** begin Exercise inputs **
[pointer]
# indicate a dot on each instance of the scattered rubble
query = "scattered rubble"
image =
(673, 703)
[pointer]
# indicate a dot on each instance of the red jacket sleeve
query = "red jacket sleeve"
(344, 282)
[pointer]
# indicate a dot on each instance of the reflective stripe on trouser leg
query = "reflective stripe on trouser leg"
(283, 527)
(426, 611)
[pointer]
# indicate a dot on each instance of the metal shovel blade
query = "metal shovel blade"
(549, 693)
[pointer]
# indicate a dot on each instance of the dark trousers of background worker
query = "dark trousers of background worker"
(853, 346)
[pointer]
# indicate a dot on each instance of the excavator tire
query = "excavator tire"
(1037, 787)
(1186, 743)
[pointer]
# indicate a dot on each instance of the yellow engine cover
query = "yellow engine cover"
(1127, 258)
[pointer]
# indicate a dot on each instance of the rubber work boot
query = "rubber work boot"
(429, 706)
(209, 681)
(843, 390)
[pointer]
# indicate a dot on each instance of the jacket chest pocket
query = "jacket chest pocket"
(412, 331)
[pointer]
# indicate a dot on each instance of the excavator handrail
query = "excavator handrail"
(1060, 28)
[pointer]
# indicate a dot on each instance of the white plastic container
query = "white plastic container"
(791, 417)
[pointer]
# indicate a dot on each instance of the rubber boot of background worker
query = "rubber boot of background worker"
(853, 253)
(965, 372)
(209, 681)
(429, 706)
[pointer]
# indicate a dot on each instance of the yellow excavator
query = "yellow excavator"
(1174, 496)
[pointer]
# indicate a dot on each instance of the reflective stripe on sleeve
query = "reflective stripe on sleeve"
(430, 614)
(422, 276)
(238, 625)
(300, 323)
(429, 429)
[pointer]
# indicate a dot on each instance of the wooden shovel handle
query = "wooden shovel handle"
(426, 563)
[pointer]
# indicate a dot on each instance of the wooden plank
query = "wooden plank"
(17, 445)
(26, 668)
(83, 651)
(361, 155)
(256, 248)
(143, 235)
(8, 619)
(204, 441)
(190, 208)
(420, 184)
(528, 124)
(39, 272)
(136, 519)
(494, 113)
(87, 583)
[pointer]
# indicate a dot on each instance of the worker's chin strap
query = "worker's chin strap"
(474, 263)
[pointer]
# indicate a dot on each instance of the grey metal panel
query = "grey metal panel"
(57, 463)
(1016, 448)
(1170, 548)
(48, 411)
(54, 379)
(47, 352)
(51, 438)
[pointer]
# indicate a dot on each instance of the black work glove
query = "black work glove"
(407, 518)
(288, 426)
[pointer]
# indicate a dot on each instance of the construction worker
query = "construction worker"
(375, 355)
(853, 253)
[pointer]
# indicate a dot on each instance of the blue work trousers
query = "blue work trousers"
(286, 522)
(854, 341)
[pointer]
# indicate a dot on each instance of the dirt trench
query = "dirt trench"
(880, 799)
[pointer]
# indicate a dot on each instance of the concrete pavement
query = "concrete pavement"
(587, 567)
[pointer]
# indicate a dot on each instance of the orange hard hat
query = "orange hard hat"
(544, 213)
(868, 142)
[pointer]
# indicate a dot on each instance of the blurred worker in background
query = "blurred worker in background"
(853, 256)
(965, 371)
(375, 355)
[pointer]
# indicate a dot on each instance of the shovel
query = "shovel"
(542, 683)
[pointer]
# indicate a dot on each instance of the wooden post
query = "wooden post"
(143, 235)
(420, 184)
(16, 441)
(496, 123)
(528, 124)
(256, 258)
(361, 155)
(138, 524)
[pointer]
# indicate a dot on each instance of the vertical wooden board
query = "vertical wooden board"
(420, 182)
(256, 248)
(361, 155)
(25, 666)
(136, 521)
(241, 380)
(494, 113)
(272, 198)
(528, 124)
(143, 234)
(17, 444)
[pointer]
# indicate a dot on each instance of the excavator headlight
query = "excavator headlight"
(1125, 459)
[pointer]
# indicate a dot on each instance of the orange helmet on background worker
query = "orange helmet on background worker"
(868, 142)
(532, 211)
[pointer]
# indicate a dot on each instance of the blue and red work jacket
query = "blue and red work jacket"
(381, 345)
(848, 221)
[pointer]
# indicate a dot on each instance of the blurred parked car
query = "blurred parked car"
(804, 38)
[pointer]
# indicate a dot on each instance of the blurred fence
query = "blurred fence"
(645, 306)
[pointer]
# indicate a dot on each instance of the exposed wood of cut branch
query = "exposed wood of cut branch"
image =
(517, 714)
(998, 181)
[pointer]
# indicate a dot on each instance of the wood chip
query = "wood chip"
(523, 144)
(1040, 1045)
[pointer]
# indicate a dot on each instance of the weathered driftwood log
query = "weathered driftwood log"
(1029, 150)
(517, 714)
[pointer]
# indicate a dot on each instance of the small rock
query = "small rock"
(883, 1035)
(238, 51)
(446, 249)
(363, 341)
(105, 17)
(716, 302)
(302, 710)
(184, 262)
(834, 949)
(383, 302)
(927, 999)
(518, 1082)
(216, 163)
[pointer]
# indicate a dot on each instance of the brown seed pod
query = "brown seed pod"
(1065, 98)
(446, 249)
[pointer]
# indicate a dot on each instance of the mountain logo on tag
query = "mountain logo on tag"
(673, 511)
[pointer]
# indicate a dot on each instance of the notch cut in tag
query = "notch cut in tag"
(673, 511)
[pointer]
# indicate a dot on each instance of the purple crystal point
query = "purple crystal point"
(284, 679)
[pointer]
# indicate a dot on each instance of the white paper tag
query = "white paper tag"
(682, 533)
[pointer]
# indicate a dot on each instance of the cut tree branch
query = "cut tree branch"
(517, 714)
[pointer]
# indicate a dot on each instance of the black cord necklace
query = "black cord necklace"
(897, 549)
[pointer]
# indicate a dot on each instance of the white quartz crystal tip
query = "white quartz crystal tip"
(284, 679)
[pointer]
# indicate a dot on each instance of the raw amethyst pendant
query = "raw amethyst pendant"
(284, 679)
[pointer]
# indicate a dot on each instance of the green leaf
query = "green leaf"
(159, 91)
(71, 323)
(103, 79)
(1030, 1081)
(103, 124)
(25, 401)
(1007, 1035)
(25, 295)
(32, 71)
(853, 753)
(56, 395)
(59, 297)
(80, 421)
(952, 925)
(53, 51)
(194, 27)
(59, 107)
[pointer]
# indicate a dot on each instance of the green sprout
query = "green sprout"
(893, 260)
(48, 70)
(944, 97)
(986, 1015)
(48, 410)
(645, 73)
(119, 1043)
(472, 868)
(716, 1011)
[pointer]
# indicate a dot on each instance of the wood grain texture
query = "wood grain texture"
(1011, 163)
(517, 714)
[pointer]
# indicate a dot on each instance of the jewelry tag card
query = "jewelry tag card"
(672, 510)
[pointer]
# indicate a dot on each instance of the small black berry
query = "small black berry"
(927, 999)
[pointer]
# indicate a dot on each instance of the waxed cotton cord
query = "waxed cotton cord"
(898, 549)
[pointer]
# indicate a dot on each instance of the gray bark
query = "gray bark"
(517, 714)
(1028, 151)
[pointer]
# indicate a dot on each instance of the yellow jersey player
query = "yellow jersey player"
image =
** end Exercise inputs **
Locate every line above that contains the word "pavement" and copy each one out in full.

* Answer to the problem *
# indicate a dot on each instance of the concrete pavement
query = "concrete pavement"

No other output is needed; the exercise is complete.